╔══

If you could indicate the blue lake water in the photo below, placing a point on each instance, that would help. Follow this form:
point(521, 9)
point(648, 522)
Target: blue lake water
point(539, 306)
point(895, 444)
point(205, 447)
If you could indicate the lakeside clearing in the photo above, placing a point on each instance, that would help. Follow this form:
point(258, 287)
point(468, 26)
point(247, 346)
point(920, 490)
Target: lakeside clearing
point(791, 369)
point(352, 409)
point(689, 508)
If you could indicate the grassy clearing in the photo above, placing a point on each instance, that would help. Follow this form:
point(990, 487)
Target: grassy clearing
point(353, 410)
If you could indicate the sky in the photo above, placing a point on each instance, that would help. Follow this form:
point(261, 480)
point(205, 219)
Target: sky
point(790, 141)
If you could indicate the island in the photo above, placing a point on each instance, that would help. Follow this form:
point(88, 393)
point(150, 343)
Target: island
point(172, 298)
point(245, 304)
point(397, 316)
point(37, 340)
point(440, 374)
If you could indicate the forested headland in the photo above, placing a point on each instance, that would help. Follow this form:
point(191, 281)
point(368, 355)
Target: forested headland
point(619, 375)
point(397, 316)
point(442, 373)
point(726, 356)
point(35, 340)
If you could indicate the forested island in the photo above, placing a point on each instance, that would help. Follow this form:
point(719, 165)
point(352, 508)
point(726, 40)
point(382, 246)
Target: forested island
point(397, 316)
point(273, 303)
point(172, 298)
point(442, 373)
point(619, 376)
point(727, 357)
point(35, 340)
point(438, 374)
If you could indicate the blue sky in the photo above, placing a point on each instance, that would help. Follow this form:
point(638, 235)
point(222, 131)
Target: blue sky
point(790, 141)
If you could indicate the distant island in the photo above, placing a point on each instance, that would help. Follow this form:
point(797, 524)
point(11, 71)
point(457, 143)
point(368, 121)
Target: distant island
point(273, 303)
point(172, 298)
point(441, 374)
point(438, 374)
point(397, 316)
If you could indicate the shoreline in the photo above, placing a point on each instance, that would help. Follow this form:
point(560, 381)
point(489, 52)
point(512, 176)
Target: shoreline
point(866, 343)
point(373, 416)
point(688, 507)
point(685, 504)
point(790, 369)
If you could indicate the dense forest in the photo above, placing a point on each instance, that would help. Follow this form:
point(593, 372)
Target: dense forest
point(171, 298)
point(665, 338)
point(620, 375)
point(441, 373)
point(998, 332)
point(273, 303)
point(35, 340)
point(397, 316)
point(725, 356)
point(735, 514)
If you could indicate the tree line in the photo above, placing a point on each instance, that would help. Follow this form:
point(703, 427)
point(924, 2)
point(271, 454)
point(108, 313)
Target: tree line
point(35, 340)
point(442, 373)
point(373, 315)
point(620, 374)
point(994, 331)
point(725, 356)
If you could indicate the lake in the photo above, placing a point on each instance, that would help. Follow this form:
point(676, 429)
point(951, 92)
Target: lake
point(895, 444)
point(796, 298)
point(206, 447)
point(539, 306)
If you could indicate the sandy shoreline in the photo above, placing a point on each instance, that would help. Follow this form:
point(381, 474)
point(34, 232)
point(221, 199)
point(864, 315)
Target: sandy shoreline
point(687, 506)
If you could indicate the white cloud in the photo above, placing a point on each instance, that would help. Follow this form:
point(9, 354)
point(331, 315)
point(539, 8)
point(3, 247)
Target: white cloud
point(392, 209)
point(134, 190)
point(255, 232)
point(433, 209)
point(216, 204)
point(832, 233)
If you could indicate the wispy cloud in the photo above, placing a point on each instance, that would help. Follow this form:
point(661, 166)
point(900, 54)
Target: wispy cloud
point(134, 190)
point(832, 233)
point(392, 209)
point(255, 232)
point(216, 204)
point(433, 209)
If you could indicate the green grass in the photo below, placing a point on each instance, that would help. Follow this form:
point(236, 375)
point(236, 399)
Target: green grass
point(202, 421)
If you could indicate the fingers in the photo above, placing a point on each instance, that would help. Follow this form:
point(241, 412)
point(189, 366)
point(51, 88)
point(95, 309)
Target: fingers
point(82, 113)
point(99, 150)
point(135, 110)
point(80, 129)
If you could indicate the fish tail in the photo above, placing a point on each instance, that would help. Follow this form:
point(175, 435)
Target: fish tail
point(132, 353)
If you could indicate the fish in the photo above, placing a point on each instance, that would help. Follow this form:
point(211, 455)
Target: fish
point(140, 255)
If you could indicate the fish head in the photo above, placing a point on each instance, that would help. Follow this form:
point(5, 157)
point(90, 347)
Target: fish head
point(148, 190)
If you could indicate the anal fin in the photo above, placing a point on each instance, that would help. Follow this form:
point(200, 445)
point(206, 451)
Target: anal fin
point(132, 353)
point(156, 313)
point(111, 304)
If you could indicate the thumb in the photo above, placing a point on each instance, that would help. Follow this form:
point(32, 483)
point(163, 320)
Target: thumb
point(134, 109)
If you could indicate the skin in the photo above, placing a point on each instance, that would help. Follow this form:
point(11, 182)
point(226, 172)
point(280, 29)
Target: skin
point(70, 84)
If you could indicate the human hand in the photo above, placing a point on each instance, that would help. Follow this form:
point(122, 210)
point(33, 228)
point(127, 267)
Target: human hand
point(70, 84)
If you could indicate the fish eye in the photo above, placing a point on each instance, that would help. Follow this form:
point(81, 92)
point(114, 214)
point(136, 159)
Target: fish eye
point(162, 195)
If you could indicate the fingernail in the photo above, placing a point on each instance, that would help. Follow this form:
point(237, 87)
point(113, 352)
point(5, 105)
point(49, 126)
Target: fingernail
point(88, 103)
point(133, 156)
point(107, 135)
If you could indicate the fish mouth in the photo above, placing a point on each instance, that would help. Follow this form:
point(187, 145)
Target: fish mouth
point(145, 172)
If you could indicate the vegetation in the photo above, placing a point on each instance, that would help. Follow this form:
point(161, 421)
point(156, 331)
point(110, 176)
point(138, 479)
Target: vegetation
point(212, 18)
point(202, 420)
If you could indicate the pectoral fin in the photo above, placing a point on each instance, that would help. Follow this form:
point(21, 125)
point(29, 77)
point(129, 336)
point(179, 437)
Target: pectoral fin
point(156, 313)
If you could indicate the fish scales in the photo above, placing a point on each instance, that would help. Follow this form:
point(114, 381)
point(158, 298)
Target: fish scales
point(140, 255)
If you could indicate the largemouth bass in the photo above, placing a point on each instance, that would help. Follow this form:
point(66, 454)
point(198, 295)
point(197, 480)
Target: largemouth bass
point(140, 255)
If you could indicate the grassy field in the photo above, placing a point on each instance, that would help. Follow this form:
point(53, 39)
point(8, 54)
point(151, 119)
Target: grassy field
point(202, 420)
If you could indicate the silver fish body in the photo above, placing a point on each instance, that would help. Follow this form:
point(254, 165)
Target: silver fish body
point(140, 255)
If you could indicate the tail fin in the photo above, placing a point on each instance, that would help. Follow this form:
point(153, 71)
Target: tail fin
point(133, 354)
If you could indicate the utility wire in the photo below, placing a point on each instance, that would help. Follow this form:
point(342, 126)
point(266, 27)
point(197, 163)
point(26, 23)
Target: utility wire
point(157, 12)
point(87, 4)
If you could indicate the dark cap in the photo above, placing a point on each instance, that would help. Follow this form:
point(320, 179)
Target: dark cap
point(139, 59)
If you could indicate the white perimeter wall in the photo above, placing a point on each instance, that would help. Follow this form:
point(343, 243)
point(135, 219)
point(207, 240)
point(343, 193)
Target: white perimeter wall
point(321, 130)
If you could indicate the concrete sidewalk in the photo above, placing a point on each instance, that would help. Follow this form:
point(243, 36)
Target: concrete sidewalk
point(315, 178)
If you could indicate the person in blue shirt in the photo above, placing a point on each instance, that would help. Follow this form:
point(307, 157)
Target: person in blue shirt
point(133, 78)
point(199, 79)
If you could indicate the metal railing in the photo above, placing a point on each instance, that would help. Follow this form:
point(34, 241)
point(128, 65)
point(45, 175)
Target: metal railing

╚══

§ Exercise goal:
Using the records above, write out exactly the lines between the one holding "If you could indicate the distant" and the one holding "point(512, 176)", inclusive; leave everything else out.

§ Answer section:
If you could indicate the distant island in the photo above, placing a point on each instance, that would help. Follow this form:
point(797, 524)
point(11, 71)
point(457, 143)
point(368, 121)
Target: distant island
point(273, 303)
point(172, 298)
point(441, 374)
point(438, 374)
point(397, 316)
If you could indicate the shoreline in the photo above, placing a point on each instance, that would help. Follow this form:
point(560, 381)
point(489, 52)
point(512, 176)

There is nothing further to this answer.